--- What is needed ---
Write out the entries below once more, exactly.

--- Excerpted data ---
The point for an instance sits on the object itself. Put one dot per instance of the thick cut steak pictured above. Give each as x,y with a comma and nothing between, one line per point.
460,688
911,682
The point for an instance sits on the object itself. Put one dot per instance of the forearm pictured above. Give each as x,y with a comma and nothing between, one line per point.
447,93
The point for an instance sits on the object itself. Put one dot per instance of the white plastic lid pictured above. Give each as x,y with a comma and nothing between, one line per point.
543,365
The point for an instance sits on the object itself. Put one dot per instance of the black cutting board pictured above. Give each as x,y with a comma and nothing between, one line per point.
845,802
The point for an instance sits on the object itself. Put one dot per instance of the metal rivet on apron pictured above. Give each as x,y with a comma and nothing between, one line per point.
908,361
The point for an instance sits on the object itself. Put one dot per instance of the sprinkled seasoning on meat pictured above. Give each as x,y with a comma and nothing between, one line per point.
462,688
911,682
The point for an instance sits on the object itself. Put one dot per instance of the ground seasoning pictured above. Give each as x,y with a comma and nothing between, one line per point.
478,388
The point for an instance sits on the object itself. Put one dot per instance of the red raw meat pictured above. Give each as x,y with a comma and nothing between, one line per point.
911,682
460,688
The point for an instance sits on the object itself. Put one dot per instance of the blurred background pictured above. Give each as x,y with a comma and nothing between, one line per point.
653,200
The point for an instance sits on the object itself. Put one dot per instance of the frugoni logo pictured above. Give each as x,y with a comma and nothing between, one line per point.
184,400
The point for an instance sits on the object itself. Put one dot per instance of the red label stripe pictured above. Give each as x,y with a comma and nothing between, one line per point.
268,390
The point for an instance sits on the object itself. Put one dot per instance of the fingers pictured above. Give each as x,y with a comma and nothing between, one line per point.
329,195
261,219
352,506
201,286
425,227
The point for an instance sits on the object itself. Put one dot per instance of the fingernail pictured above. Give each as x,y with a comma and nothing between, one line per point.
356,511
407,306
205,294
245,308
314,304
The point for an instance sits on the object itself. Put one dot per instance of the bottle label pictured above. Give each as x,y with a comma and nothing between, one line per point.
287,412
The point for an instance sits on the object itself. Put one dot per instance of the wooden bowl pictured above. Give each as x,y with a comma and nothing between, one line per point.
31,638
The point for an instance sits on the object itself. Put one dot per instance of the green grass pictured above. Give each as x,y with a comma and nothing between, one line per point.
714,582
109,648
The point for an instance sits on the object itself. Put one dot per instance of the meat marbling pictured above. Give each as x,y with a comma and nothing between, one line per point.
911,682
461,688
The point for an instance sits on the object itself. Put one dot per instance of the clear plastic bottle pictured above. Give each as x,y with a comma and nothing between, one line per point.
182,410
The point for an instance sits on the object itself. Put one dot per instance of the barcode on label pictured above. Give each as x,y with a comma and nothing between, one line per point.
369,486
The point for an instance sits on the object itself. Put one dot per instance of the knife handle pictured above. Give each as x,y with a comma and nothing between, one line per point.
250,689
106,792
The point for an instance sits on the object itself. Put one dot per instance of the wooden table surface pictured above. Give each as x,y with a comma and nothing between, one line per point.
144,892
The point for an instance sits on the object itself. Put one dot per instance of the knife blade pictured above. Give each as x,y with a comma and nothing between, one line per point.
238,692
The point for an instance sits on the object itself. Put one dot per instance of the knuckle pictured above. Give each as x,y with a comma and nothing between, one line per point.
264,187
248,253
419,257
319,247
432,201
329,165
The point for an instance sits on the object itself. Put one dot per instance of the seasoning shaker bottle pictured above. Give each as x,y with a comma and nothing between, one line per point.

--- Output of the exercise ---
The point for an instance sits on the object itself. Put one dot per instance of the thick cut steak pictured above. Give each as x,y with a comma and nothing between, one line per point.
460,688
911,682
The point for an instance sits on the object itself. Put one dot per instance of the forearm pictured above. Give each as x,y with a comma and nothing between, one line per point.
447,93
The point for an instance sits on the object itself. Put one dot per instance of the white plastic lid pictured above. Give each as x,y with a comma and nothing between, one line per point.
543,365
The point for an instance sits on the object itself. Put one dot per instance of the black cutting board pictured above. Give each as x,y with a comma and nothing between, one line per point.
845,802
The point for an instance sits on the object itself. Put one dot per instance of the metal rivet on apron pictured above. Give each as x,y with a comma and nothing between, one line per point.
908,361
The point for an instance sits on the object itself. Put one dot per instance of the sprinkled seasoning on meat pictured above. Give each as x,y with a comma and nothing between, one line per point.
462,688
911,682
The point for an instance sits on the object itself. Put one dot per instance of the ground seasoning pictured above. Give each as x,y with a comma and nothing between, one line per point.
478,388
The point for an instance sits on the object itself. Put one dot per instance of the red raw meat pictured above. Give each as x,y with a comma and nothing between, one line per point.
911,682
460,688
The point for an instance sits on the object itself. Put one dot per instance of the blurred background pictured above. Give each as x,y with a comma and nothing between, one line per point.
653,200
The point for an instance sits on the object itself. Put one dot per instance of the frugoni logo pictured above. Give each as x,y with a comma and nothing between, one line per point.
184,400
The point for an instance sits on the object itself. Put one dot per instance of the red label stripe pictured above. Give each as x,y with a comma and nothing between, one line per point.
268,390
The point for an instance sits on the object itself. Put one dot per instance of the fingers pictured above. Give each as x,y with a comma and nothing between, one line per point.
329,195
261,219
352,506
201,286
425,227
The point for an instance sits on the object itself. Put one dot per instance of the fingernail pictured above. Give each as x,y with a comma and nothing between, one line per point.
356,511
407,306
205,294
245,308
314,304
The point for an instance sits on the object itself. Put one dot per instance of the bottle label pictured above. Give each as x,y with a comma and nothing between, one line per point.
287,412
The point for an instance sits on the object itself. Put one dot per instance of the wooden bowl pictured above. Give each as x,y with a comma and nothing between, one line per point.
31,638
The point for an instance sits on the object itself. Put one dot per instance of the green grass pictured above. Give each as x,y with a comma and nothing between, one line per point.
714,582
109,648
The point for an instance sits on the object itself. Put one dot per instance of the meat marbling pictured above. Give each as x,y with a comma and nothing between, one line per point.
911,682
461,688
The point for an instance sits on the object itself. Put one dot per instance of the clear plastic bottle pictured above. Give each as x,y with a comma and nothing between, one line per point.
182,410
The point for an instance sits on the object itself. Put one dot per instance of the barcode on label pictured above. Give each as x,y with a comma and nothing between, one line per point.
369,486
The point for an instance sits on the object itself. Put one dot per instance of the knife handle pictured above. Give each as x,y with a comma and nothing between, one line per point.
250,689
106,792
The point for an instance sits on the object itself. Put one dot per instance of the wooden table surface pictured above. Give each as x,y with a comma and nothing between, one line per point.
144,892
The point for an instance sits on the object itself. Put one dot per instance of the knife blade pictured above. Give each as x,y with a comma and nothing between, one line per point.
238,692
The point for an instance sits on the object itself. Put one dot per instance of the knuckle pictured above. Give each as x,y with a comma and nothing between, one line per point.
264,187
248,253
419,257
319,247
432,201
329,165
The point for an instance sits on the object itself. Put one dot per instance of the seasoning shaker bottle pictured above. Give each as x,y with a comma and nothing between, one line per point.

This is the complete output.